* _Excerpted text_

If we truly want to accelerate unification, we need to avoid excessive emotion, passion or excitement and must not be swayed by a groundless vision or expectation, concluded the Korea-Germany symposium marking the 15th anniversary of the unification of Germany and the 60th anniversary of the division of the Korean Peninsula. As Koreans celebrated and envied German unification, we paid close attention to the German panels, hoping to learn the secrets and strategies of their success.
Germany’s former Foreign Minister Hans-Dietrich Genscher, one of the masterminds of Germany’s unification, emphasized the functional relation of unification and the international environment. He affirmed that the unification of Germany was made possible because it rode on the bigger wave of European integration. He recalled that in a meeting with French President Francois Mitterrand in 1989, he asked about France’s position on the unification of Germany, citing the very passive attitude of Britain.
The French president expressed his definite support for unification as long as it was pursued as a part of and within the boundary of the grand flow of European integration and Germany was faithful to the spirit and duties of the European Union. In addition, Mr. Genscher stressed that we must remember that the interests of the United States and the Soviet Union under the leadership of Mikhail Gorbachev coincided over the unification of Germany without much friction.

* _Data excerpt_

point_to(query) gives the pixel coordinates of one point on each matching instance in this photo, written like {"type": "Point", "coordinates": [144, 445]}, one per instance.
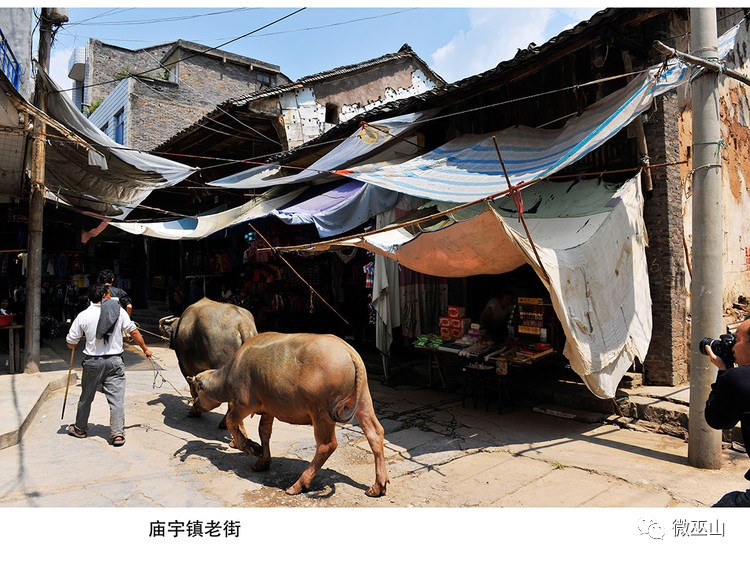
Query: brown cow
{"type": "Point", "coordinates": [301, 379]}
{"type": "Point", "coordinates": [206, 335]}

* _Brief 1_
Write out the part of the text on German unification from "The French president" to "without much friction.".
* _Brief 2_
Continue the text on German unification from where it stops.

* _Exercise response 1_
The French president expressed his definite support for unification as long as it was pursued as a part of and within the boundary of the grand flow of European integration and Germany was faithful to the spirit and duties of the European Union. In addition, Mr. Genscher stressed that we must remember that the interests of the United States and the Soviet Union under the leadership of Mikhail Gorbachev coincided over the unification of Germany without much friction.

* _Exercise response 2_
Compared with the positive relationship between the unification of Germany and the integration of Europe, the correlation between the international environment of East Asia and the Korean Peninsula contains very serious uncertainty factors. Especially, the regional heavyweights such as China and Japan seem to be more interested in focusing on reinventing their status than pursuing the ideals of a regional community, revealing signs of newly emerging nationalism.
It seems that we cannot expect a spirit of community to share prosperity among large and small countries in the region from the proud Chinese, who are enthused by the successful launch of a satellite, and the Japanese, who back Prime Minister Junichiro Koizumi’s Yasukuni Shrine visits.
The climate is so different from the atmosphere of Europe that made the unification of Germany possible 15 years ago. Despite the ever growing trade volumes between China and the United States, there are many more elements of tension in political and security matters.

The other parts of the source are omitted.